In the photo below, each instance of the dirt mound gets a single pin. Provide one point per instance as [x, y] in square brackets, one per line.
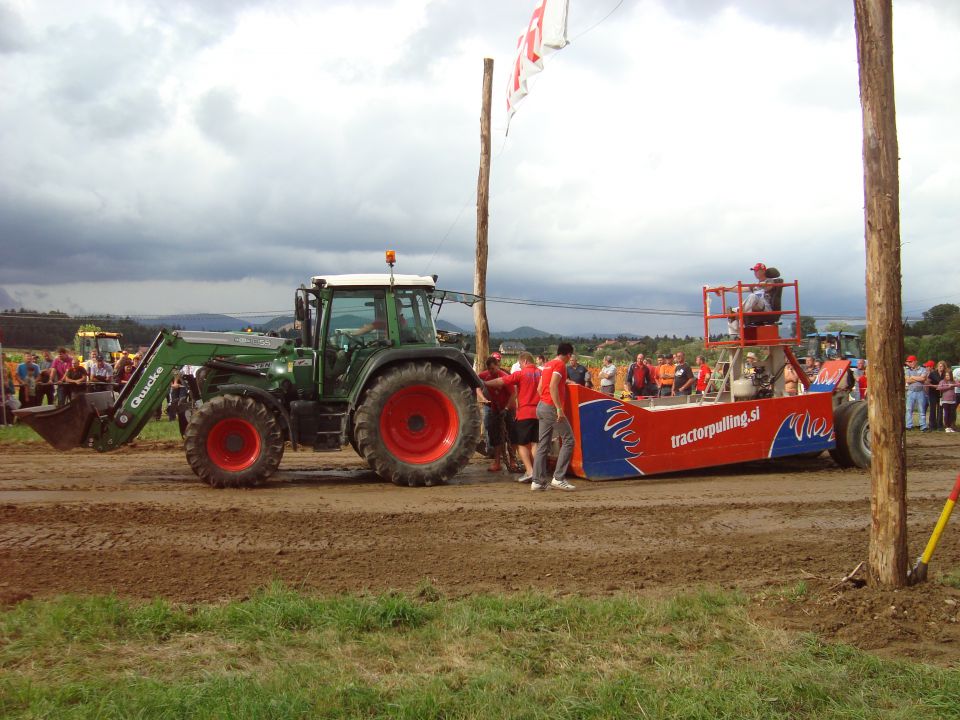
[922, 622]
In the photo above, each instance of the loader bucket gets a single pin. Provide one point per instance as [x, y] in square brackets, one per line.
[65, 427]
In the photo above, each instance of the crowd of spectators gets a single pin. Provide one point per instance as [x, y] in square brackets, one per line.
[45, 378]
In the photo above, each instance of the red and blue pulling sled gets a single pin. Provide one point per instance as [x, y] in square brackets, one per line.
[744, 415]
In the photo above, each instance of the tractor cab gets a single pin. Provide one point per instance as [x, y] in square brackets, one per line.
[834, 346]
[348, 319]
[107, 344]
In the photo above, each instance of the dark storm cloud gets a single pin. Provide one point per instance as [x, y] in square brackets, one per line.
[105, 79]
[6, 301]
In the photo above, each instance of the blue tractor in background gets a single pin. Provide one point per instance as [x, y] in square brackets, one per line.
[834, 345]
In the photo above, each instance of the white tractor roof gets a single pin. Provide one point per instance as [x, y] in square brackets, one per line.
[374, 280]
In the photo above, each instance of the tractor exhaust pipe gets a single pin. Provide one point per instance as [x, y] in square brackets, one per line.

----

Aim of the exercise: Rewrite every entry above in full, text and answers alike, offsetting each coordinate in the answers by +55. Leave the picture lines out.

Correct output:
In the photo below, each instance of the dirt mound gets a single pin. Provide one point per instance as [x, y] in square brackets, one per line.
[977, 677]
In the photo above, each instance of the loader bucket gets a single pin. Provide one point per instance as [x, y] in square brackets, one per line.
[120, 482]
In the photo above, each instance of the crowd of spectators gets a single pin. Provide one point per instance as [x, y] in square brackets, one per line.
[100, 433]
In the photo above, each instance of the red and blue pulling sled gets a single pin. Provide one point per instance as [x, y] in square brackets, one per line.
[799, 470]
In the photo above, each instance of the tractor cab gets a single pin. Provide one point per instance as [x, y] in square brackets, one per line.
[889, 401]
[403, 374]
[162, 399]
In the photo above, each instance of the dark storm cloud gets a single pin. Provide one point per instance as [x, y] in square brackets, one per line.
[160, 134]
[61, 356]
In the photo above, each instance of the blue tractor in background gets a single pin. Provide one point per instance as [x, y] in square brackets, one per line.
[889, 400]
In the photo above, each instance of the white tractor roof gets a single pin. Provide one point per instance as [x, y] in square brackets, one per line.
[429, 335]
In the photo above, each instance of the tractor exhaust pipe gets a single pin. Provide one point per instance as [x, y] in square brackets, one per line.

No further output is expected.